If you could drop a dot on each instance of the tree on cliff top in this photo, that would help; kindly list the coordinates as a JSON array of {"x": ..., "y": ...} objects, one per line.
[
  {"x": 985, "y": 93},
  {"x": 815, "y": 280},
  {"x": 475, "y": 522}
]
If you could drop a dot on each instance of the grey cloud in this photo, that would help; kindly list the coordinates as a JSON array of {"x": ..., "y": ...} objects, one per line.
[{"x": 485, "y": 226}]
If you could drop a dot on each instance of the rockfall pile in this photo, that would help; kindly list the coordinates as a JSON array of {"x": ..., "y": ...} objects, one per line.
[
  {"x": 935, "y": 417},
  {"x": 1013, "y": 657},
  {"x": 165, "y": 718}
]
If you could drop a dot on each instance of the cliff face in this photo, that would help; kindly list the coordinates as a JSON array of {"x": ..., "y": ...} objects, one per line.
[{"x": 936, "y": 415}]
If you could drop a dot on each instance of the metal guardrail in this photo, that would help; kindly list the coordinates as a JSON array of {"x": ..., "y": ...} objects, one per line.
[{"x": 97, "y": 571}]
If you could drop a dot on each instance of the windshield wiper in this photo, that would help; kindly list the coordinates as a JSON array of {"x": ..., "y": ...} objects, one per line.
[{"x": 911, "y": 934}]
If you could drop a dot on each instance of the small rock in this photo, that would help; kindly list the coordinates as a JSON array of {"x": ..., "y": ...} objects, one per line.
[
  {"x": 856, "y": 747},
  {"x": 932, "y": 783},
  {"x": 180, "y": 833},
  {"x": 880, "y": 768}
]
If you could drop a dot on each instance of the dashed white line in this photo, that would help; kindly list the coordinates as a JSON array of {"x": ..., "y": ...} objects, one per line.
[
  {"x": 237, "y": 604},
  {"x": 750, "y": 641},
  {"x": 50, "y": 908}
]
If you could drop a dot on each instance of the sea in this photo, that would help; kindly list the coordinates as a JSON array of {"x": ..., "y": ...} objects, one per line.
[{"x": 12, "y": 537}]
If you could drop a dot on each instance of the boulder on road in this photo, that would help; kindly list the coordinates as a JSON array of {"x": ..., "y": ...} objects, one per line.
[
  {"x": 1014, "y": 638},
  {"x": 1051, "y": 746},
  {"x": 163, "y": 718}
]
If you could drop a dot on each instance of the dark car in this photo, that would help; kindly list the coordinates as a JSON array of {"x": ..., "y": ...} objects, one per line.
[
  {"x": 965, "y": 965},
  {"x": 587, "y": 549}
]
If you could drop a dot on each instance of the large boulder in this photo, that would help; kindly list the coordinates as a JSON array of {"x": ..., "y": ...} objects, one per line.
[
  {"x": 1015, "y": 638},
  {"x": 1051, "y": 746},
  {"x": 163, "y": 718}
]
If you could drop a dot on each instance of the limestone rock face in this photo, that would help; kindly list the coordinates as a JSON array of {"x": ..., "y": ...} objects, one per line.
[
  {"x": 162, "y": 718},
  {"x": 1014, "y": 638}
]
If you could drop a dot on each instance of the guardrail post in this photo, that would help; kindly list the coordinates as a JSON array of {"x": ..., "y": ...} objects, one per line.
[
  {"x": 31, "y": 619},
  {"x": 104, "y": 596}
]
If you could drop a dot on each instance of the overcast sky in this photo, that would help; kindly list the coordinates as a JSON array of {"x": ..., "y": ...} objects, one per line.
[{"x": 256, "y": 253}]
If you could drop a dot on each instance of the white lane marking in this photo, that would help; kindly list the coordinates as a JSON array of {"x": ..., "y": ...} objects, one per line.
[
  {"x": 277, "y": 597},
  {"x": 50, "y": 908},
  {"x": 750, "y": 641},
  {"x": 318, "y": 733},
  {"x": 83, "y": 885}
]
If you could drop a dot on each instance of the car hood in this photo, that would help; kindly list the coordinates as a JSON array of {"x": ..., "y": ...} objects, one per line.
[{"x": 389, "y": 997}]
■ ■ ■
Directions ▸
When you output the entries, keep every word exactly as it stands.

Solution to this problem ▸
If you could drop a dot on each instance of the tree on cliff top in this photo, that would help; kindly list the coordinates as a JSON array of {"x": ..., "y": ...} objects, one per line.
[
  {"x": 985, "y": 93},
  {"x": 815, "y": 280},
  {"x": 475, "y": 522}
]
If you could drop a dot on each instance of the grey cloud in this photo, that would help; kindly list the coordinates as a JSON array of {"x": ..., "y": ...} objects, one per line.
[{"x": 485, "y": 226}]
If you could drop a dot on each instance of the rockfall pile in this photo, that would help; kindly list the coordinates as a JSON array of {"x": ..., "y": ...} objects, one per line.
[
  {"x": 935, "y": 417},
  {"x": 1013, "y": 657},
  {"x": 165, "y": 718}
]
If you could drop a dot on each instance of the cliff face in this photo, that would help; kindly list the coordinates as a JSON array of {"x": ..., "y": ...} objects, one per line.
[{"x": 936, "y": 415}]
If you could drop a dot on each instance of the metal guardrail in this photo, that would help; kindly list the coordinates as a JSON array of {"x": ..., "y": ...} objects, one per line.
[{"x": 97, "y": 571}]
If you could drop a dot on each instance of the windshield wiper in this photo, that would help; kindly list the coordinates as a JSON array of {"x": ..., "y": ...} objects, one per line.
[{"x": 911, "y": 934}]
If you could drop a dot on each instance of the small rock in this photo, that would help; kindly list the coordinates as a JSON array of {"x": ..., "y": ...} objects, one per line.
[
  {"x": 856, "y": 747},
  {"x": 932, "y": 783},
  {"x": 180, "y": 833},
  {"x": 880, "y": 768}
]
If you could drop a dot on each instance of the dashed white line in this photo, that would help; kindly list the coordinates as a JSON array of {"x": ..., "y": ...} objects, one per line.
[
  {"x": 237, "y": 604},
  {"x": 750, "y": 641},
  {"x": 50, "y": 908}
]
If you could drop a dot on each instance of the sea in this photo, that would help; kindly list the coordinates as a JSON array of {"x": ..., "y": ...} objects, one per line.
[{"x": 12, "y": 537}]
If you could drop a dot on each instance of the boulder on road in this photo, that would help; kindly list the coordinates as a JSON array of {"x": ..., "y": ...} objects, one per line.
[
  {"x": 1014, "y": 638},
  {"x": 1051, "y": 746},
  {"x": 163, "y": 718}
]
If you could drop a dot on each instance of the dark car in this photo, that would help; kindly list the coordinates as a JSON array of {"x": ..., "y": ...} objects, one per line.
[
  {"x": 965, "y": 965},
  {"x": 587, "y": 549}
]
If you could drop a dot on each instance of the large boulder in this photo, that would help; kindly list the coordinates as a JSON array of {"x": ..., "y": ...} objects, one per line.
[
  {"x": 1015, "y": 638},
  {"x": 1051, "y": 746},
  {"x": 163, "y": 718}
]
If you could drop a dot on each instance of the limestone rock face in this photo, that would help; kindly list the coordinates as a JSON array of {"x": ..., "y": ...} objects, one per line.
[
  {"x": 162, "y": 718},
  {"x": 1014, "y": 638}
]
If you could drop a dot on each instance of the guardrail post in this photo, that would help; kindly list the coordinates as a JSON array of {"x": ..., "y": ...} objects, one per line.
[
  {"x": 31, "y": 619},
  {"x": 104, "y": 596}
]
If you could drop a dot on each instance of the overcast sky in this photo, that would help; kindly list the coordinates as a JSON array of {"x": ..., "y": ...} objects, one per line.
[{"x": 256, "y": 253}]
If you could drop a dot on each instance of the white lane marking in this photo, that would help; kindly list the coordinates as a JSON array of {"x": ..., "y": ...} objects, one per line.
[
  {"x": 277, "y": 597},
  {"x": 50, "y": 908},
  {"x": 750, "y": 641},
  {"x": 318, "y": 733},
  {"x": 83, "y": 885}
]
If you could drop a dot on each instance of the car hood in this photo, that would help; kindly list the coordinates as a JSON array of {"x": ..., "y": ...} objects, one per line.
[{"x": 389, "y": 997}]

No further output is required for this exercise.